Problem details = Rewrite the lines below with "top-left corner" replaced by "upper-left corner" wherever it occurs, keeping everything else unchanged and leaving out the pictures.

** Start of Input material **

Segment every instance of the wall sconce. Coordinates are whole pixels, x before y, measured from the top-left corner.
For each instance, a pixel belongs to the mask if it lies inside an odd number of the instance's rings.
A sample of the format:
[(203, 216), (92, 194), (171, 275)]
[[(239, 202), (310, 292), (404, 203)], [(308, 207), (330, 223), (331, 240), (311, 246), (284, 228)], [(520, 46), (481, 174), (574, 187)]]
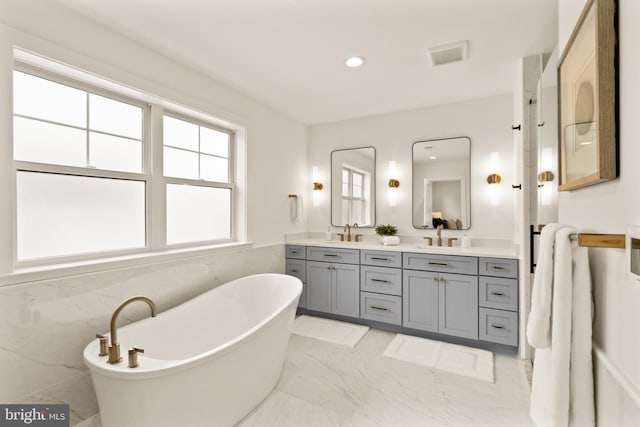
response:
[(320, 204), (320, 192), (322, 191), (323, 185), (320, 182), (320, 172), (318, 171), (318, 167), (314, 166), (311, 172), (311, 179), (313, 181), (313, 206), (318, 207)]
[(322, 191), (323, 185), (320, 182), (320, 175), (318, 174), (317, 166), (313, 167), (312, 179), (313, 179), (313, 189), (316, 191)]
[(489, 201), (492, 206), (498, 206), (500, 204), (500, 186), (492, 184), (500, 184), (502, 177), (498, 173), (500, 171), (500, 155), (494, 151), (489, 154), (489, 176), (487, 176), (487, 183), (489, 184)]
[(396, 206), (398, 204), (398, 187), (400, 187), (400, 181), (396, 178), (397, 176), (396, 162), (391, 160), (389, 161), (389, 206)]
[(544, 183), (545, 182), (551, 182), (553, 181), (553, 179), (555, 178), (555, 176), (553, 175), (553, 172), (551, 171), (542, 171), (538, 174), (538, 181), (540, 182), (540, 184), (538, 184), (538, 187), (544, 187)]
[(489, 155), (489, 170), (491, 173), (487, 176), (488, 184), (500, 184), (502, 182), (502, 177), (499, 173), (495, 172), (500, 169), (500, 155), (494, 151)]

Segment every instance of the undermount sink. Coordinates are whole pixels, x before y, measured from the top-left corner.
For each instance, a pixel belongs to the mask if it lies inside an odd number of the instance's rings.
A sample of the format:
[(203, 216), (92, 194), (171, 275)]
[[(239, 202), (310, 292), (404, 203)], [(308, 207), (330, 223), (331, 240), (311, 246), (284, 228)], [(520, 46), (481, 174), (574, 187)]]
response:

** End of Input material **

Correct output =
Segment every instance of the wall sconce. Coordinates are whole pixels, x before y, measured from the upper-left corner.
For each instance, a pixel belongs to the mask if it lies inside an odd number of the instance's rings.
A sample of the format:
[(203, 216), (92, 194), (171, 275)]
[[(239, 202), (310, 292), (404, 203)], [(308, 207), (330, 223), (331, 240), (311, 246), (284, 228)], [(520, 46), (481, 174), (574, 187)]]
response:
[(320, 204), (320, 192), (322, 191), (323, 185), (320, 182), (320, 172), (318, 171), (318, 167), (314, 166), (311, 172), (311, 179), (313, 181), (313, 206), (318, 207)]
[(322, 191), (323, 185), (320, 182), (320, 175), (318, 174), (317, 166), (313, 167), (312, 179), (313, 179), (313, 189), (316, 191)]
[(489, 201), (492, 206), (498, 206), (500, 204), (500, 186), (492, 184), (500, 184), (502, 177), (498, 173), (500, 171), (500, 155), (494, 151), (489, 154), (489, 176), (487, 176), (487, 183), (489, 184)]
[(396, 206), (398, 204), (398, 187), (400, 187), (400, 181), (396, 178), (397, 176), (396, 162), (391, 160), (389, 161), (389, 206)]
[(544, 183), (545, 182), (551, 182), (553, 181), (553, 179), (555, 178), (555, 176), (553, 175), (553, 172), (551, 171), (542, 171), (538, 174), (538, 181), (540, 182), (540, 184), (538, 184), (538, 187), (544, 187)]
[(489, 155), (489, 170), (491, 173), (487, 176), (488, 184), (500, 184), (502, 182), (502, 177), (499, 173), (495, 172), (500, 169), (500, 155), (494, 151)]

Segment every instance of the undermount sink. Coordinates are whole pixels, x before y, measured from the upper-left corner.
For each instance, a pixel belongs to the mask if it lies inside an odd number of the instance's rings.
A sample of the format:
[(203, 216), (92, 194), (171, 275)]
[[(239, 202), (310, 292), (404, 203)], [(308, 207), (330, 223), (331, 240), (311, 246), (284, 228)], [(520, 46), (481, 174), (574, 187)]]
response:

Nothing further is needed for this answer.